- [Extracted text]:
= = = = =

Getting toddlers and kids to eat healthy foods is one of the hardest things to do as a parent. Dinner time can be a cause of anxiety for parents and kids. Did they eat enough protein? Did they eat their veggies? Everything is a negotiation. And it’s exhausting.
How many times have you found yourself begging your child to take “one more bite,” or finish their plate “or else there’s no dessert!” We’ve all done it. We all do it. But we should all stop. And here’s why:
Teaching your children to take “one more bite,” can be more harmful than good. You’re teaching them to ignore their own body and continue to eat even if they’re full. This is one of the easiest ways for children to develop an unhealthy relationship with food and overeat as adults, which can lead to eating disorders or adult obesity. You’re forcing your child to ignore cues from their own body and overeat because you said so.
In Dina Rose’s book, It’s Not About the Broccoli: Three Habits to Teach Your Children, she makes a really interesting point, children who are forced to eat certain foods (to the point where it becomes a full argument), develop such negative feelings towards that food, that even as adults, 72% of them still refuse to eat it.
In 2002 there was a survey done with 100 college students for Appetite, and after asking the college students about their eating habits as children and the link between being forced to eat foods they didn’t want to, “31% experienced strong conflict, 41% moderate conflict, and 29% slight conflict. Forty-nine percent said they cried, 55% experienced nausea, and 20% vomited. Most of the responses to the experience were negative with feelings of anger, fear, disgust, confusion, and humiliation. The forcees also experienced feelings such as lack of control and helplessness.”
As parents, we’re always scared our children are going to go to bed hungry so we’re constantly force-feeding them. Instead of saying “take one more bite,” ask them, “are you full?” or “does your tummy feel full?” You’ll find that most kids will tell the truth.
So back to the million-dollar question, how how do you get your children to try new (or healthy) foods without argument? Put the food in front of them and ask them to try it. And tell them if they don’t like it, they don’t have to finish it. You’re simply asking for them to try it. This helps them feel like they’re in control of their own body. So they tried it and hated it, now what? Try again. Most kids need to try the same food up to 15 times before they decide if they like it or not.
Another helpful tip is to always be consistent. Stop changing the rules on your kids. You can’t say “you have to eat it because I said so,” one day, and the next change it to “because I worked hard to cook for you.” Keep the reason consistent and simple-- if your child asks why they need to eat their dinner, simply say, “because it’s a healthy meal and I love you and want you to eat healthy because it’s good for you.” They’ll eventually learn that you’re cooking healthy meals for them because it’s actually good--and not because you want to torture them at mealtime.

= = = = =

- [Tasks to complete]:
1. Answer these questions using the article on getting kids to eat healthy foods:
(a) According to Dina Rose's book, what percentage of people forced to eat certain foods as children still refuse to eat those foods as adults?
(b) How many college students took part in the 2002 survey for Appetite?
(c) Up to how many times do most kids need to try the same food before deciding whether they like it?
2. Extract the passage of the article on getting kids to eat healthy foods between "So back to the" and "like it or not.", inclusive.

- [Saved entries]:
= = = = =

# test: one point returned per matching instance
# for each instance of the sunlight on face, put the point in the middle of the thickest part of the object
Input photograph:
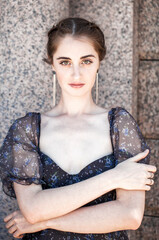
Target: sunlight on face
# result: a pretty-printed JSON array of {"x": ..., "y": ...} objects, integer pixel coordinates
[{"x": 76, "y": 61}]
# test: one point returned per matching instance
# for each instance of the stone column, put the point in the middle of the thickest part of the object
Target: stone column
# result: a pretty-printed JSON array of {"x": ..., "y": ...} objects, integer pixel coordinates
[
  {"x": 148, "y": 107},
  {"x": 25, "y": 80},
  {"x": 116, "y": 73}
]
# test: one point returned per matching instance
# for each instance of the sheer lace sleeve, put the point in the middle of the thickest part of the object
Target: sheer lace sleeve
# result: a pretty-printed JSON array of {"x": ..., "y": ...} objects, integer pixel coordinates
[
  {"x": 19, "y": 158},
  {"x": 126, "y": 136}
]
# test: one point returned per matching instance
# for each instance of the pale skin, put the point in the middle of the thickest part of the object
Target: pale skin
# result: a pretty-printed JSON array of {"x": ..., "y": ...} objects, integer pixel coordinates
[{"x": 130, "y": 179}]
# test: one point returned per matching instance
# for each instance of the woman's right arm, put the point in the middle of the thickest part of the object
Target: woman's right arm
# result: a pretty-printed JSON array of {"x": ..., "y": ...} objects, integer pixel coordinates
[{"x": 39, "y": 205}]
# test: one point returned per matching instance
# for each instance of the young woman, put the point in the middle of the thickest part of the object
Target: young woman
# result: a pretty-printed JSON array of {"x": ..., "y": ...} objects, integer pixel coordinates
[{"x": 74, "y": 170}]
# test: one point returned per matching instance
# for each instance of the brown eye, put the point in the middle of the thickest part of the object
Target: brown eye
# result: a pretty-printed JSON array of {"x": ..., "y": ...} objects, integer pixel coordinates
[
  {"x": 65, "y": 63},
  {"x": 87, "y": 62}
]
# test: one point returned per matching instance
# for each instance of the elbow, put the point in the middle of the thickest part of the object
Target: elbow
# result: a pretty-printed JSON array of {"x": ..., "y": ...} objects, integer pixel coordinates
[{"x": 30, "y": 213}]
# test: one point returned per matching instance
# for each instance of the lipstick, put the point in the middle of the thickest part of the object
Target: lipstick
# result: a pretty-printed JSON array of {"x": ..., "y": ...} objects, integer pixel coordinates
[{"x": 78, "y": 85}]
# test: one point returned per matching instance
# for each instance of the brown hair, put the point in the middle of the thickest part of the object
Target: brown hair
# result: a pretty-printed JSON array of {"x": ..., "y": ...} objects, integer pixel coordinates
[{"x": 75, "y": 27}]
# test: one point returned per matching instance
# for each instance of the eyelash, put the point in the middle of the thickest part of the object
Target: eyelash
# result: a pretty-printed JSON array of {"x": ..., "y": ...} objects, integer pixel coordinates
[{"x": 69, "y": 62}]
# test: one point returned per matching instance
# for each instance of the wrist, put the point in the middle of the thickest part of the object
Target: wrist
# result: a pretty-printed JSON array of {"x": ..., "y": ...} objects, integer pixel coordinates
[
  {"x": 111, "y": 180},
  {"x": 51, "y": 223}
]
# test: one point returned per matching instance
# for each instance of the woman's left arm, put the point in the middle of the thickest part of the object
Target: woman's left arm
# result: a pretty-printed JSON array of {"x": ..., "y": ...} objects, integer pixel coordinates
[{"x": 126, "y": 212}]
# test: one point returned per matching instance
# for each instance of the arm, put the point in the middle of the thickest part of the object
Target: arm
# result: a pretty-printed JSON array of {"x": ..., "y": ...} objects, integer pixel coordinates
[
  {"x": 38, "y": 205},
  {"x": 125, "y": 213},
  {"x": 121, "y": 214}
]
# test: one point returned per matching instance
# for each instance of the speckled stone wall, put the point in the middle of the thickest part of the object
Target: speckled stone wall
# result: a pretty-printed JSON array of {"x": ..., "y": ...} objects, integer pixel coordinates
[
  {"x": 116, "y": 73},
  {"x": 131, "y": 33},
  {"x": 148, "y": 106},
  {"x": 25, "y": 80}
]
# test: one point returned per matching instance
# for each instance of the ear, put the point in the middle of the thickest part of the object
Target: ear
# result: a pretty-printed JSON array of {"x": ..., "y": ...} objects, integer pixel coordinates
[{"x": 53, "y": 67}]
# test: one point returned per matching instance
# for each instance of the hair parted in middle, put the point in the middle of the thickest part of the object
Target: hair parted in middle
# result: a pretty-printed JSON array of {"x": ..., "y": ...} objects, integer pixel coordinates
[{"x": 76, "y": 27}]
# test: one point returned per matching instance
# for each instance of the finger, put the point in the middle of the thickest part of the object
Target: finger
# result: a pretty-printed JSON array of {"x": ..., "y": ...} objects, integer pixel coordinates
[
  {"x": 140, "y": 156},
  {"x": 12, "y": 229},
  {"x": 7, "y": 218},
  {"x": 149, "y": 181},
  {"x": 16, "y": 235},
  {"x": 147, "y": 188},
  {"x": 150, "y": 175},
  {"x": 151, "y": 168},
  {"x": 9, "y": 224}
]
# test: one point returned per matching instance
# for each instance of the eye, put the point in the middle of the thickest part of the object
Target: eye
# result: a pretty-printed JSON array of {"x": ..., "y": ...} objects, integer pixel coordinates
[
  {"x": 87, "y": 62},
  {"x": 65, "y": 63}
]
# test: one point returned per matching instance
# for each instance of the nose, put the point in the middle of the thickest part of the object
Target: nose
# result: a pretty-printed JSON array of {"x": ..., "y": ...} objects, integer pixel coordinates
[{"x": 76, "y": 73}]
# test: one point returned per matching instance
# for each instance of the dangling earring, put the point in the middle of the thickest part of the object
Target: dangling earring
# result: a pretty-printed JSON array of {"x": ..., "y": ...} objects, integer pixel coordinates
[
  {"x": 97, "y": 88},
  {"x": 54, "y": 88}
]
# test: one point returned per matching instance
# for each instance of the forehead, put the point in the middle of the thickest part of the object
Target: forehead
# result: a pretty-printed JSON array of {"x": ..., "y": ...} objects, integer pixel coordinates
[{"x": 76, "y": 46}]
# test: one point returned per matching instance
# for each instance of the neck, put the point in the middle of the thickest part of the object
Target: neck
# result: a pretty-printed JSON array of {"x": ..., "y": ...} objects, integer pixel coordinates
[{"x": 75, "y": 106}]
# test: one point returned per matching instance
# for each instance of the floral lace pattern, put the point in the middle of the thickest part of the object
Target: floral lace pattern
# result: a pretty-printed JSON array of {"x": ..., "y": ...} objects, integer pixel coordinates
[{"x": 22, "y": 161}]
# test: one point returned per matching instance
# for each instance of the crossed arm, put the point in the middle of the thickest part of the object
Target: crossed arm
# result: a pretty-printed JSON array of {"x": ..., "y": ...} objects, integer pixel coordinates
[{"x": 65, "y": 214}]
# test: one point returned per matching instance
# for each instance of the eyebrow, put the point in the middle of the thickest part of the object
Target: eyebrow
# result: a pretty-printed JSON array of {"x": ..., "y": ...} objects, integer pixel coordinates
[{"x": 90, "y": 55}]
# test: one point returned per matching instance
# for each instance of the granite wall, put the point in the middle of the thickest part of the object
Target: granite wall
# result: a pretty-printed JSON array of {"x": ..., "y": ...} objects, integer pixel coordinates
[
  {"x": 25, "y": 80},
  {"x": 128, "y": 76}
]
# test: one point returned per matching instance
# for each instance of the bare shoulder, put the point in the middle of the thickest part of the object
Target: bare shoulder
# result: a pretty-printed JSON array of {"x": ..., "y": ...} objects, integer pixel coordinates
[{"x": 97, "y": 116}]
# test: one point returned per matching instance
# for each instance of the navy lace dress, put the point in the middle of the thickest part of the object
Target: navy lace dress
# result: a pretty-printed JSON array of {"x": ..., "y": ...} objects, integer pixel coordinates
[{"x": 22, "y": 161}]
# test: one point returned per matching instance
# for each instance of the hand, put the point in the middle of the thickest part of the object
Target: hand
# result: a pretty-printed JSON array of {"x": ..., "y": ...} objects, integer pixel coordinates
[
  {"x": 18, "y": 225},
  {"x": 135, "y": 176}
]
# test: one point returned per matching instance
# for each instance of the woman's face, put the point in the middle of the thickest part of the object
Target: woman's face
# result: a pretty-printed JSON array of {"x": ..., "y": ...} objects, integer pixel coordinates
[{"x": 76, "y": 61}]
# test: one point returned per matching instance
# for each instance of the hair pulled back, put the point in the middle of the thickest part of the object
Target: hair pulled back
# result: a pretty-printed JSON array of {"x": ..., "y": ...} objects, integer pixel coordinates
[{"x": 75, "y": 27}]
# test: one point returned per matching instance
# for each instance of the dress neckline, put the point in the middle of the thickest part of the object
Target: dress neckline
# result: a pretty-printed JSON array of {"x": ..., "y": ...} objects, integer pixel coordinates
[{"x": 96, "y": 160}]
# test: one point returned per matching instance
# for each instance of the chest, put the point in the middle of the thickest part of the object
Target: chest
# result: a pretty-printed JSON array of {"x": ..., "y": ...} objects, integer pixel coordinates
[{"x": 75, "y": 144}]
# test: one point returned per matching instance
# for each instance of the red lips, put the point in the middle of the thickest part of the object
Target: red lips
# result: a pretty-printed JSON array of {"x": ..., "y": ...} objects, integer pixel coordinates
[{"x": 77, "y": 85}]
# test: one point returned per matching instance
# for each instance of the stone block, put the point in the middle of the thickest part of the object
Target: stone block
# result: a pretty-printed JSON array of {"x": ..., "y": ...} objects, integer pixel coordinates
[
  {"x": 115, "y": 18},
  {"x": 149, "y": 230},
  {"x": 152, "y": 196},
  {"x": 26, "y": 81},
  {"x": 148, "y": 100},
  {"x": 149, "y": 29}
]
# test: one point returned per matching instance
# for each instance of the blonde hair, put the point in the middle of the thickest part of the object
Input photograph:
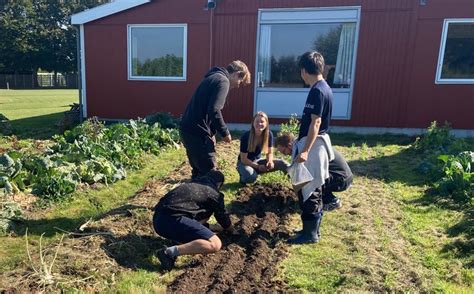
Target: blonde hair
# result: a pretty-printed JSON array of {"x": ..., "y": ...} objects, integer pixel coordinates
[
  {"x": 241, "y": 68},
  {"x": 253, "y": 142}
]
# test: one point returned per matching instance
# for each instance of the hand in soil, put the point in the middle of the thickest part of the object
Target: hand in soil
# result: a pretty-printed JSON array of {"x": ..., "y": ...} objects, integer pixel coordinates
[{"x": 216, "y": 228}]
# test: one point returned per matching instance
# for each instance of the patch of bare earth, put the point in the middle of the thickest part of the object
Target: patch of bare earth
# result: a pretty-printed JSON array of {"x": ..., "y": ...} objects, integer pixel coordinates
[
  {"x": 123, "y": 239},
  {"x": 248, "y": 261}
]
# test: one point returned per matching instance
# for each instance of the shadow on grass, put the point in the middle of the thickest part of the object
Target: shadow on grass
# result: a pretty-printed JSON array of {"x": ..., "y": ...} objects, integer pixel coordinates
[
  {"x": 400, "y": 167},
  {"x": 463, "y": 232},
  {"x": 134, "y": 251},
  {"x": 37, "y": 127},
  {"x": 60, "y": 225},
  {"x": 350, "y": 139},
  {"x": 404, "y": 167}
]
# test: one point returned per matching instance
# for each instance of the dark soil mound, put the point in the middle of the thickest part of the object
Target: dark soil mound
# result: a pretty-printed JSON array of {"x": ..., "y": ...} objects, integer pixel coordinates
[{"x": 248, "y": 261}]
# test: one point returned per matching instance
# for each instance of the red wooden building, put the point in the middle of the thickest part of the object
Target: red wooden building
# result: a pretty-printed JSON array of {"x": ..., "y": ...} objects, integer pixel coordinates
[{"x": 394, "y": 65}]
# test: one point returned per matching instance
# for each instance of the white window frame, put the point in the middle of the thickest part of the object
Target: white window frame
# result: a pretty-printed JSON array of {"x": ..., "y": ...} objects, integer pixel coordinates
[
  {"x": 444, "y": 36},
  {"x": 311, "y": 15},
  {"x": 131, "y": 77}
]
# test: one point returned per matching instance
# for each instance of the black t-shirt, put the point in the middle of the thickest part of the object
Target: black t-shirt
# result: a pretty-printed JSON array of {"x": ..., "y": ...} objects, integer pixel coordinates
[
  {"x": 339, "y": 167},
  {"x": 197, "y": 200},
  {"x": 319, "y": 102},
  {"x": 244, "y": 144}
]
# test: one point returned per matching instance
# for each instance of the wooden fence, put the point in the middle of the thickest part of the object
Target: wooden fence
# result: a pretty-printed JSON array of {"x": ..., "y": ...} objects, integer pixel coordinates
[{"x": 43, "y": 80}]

= = = = =

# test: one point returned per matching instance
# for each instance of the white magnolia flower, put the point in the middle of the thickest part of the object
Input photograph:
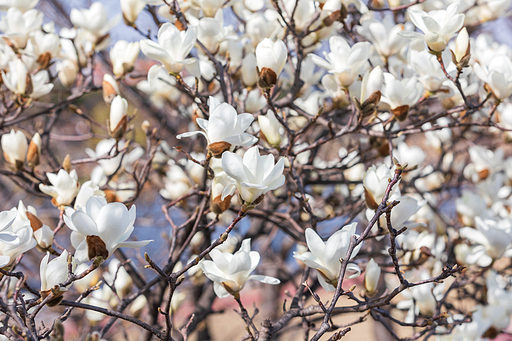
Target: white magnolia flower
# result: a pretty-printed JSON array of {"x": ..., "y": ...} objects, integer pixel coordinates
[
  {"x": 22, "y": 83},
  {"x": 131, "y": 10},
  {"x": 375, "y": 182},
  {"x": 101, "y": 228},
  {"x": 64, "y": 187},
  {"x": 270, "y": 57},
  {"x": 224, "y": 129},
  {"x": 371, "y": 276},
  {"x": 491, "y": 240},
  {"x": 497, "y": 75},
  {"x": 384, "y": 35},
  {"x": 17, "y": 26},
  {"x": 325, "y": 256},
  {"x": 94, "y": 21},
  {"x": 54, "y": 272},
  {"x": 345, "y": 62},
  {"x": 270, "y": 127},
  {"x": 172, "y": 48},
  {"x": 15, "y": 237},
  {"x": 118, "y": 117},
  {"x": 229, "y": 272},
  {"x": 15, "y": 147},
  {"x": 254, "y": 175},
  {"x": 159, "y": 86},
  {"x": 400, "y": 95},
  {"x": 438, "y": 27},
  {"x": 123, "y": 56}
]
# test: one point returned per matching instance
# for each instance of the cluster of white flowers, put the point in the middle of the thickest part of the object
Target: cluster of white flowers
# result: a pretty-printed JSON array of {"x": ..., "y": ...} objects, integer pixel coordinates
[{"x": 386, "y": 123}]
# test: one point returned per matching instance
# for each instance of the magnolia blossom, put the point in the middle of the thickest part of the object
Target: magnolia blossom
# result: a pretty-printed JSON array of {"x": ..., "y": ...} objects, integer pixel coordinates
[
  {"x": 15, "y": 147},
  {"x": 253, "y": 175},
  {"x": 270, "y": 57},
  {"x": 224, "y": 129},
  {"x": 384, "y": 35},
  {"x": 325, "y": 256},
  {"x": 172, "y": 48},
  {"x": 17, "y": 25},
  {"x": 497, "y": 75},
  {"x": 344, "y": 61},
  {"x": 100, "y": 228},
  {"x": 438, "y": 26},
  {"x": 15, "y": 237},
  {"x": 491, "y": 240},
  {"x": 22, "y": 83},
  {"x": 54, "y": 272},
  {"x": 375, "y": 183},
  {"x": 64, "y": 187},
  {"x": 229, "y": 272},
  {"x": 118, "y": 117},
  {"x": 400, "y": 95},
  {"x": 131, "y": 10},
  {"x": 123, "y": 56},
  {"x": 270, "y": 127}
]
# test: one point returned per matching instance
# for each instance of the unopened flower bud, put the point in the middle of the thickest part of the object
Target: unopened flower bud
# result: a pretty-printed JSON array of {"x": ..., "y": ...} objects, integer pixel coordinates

= = = = =

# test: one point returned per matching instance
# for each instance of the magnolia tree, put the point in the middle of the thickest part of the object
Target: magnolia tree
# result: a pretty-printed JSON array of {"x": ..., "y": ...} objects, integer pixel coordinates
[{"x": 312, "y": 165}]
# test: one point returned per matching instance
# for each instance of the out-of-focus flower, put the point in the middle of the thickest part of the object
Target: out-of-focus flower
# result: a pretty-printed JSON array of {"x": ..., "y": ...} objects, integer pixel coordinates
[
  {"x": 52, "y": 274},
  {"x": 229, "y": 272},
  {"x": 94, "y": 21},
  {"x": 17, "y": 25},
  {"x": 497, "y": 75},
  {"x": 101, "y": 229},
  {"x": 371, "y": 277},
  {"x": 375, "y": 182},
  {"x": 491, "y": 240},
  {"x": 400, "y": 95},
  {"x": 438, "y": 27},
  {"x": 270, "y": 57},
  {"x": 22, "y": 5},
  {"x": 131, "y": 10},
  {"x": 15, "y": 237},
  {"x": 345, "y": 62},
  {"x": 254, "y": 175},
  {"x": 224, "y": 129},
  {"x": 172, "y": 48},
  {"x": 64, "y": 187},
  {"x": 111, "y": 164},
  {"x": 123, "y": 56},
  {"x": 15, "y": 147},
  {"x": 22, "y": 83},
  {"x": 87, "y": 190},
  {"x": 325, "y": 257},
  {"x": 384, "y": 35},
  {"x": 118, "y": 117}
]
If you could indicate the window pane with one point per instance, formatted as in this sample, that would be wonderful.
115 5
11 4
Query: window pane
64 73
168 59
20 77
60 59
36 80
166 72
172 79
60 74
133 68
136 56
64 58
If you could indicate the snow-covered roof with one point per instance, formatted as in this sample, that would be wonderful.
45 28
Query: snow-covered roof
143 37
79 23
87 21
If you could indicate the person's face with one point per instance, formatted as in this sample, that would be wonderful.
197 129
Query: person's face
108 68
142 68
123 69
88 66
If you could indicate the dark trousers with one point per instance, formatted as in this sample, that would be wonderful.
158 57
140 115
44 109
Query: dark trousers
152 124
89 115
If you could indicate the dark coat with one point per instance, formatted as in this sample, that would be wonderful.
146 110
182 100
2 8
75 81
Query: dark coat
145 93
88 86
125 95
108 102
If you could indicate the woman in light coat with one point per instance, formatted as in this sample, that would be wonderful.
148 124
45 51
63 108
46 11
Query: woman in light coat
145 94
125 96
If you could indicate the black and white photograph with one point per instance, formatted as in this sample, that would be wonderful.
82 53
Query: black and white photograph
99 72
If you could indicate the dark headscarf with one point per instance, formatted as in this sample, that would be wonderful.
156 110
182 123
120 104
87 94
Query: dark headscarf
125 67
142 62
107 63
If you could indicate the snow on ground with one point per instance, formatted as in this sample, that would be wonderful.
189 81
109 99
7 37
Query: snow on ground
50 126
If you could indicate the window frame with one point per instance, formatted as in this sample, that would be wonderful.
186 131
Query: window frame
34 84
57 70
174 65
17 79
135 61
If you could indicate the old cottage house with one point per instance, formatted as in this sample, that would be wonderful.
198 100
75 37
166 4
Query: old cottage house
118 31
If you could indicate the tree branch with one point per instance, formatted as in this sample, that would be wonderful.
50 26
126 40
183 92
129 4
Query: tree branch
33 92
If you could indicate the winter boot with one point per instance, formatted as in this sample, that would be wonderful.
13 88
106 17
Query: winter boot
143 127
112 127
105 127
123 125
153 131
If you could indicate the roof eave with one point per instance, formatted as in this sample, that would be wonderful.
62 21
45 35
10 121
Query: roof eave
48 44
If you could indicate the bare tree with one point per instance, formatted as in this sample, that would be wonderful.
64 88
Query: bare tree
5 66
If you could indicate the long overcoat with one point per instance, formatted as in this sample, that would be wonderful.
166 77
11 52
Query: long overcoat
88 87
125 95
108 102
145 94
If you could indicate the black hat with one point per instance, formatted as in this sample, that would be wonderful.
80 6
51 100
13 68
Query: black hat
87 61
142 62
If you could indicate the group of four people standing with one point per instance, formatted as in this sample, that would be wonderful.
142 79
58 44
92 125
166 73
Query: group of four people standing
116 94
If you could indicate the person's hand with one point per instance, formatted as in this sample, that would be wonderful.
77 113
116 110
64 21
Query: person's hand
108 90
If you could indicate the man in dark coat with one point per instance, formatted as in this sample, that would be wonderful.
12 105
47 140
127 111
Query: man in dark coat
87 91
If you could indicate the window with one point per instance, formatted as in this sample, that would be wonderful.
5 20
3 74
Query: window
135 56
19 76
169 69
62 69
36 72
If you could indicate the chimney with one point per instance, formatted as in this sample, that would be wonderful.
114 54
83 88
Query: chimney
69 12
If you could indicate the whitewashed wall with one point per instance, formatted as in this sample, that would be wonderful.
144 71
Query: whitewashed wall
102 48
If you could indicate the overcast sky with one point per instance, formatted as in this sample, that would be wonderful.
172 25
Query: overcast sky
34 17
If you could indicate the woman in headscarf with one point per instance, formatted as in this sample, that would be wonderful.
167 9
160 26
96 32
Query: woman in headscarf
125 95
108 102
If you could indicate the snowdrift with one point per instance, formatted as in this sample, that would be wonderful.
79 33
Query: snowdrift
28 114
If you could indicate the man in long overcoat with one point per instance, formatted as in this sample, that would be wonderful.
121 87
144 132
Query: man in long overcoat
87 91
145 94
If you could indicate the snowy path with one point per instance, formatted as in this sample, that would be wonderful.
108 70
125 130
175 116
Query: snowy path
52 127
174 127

= = = = =

- [Task responses]:
1.
(a) 72%
(b) 100
(c) 15

2.
So back to the million-dollar question, how how do you get your children to try new (or healthy) foods without argument? Put the food in front of them and ask them to try it. And tell them if they don’t like it, they don’t have to finish it. You’re simply asking for them to try it. This helps them feel like they’re in control of their own body. So they tried it and hated it, now what? Try again. Most kids need to try the same food up to 15 times before they decide if they like it or not.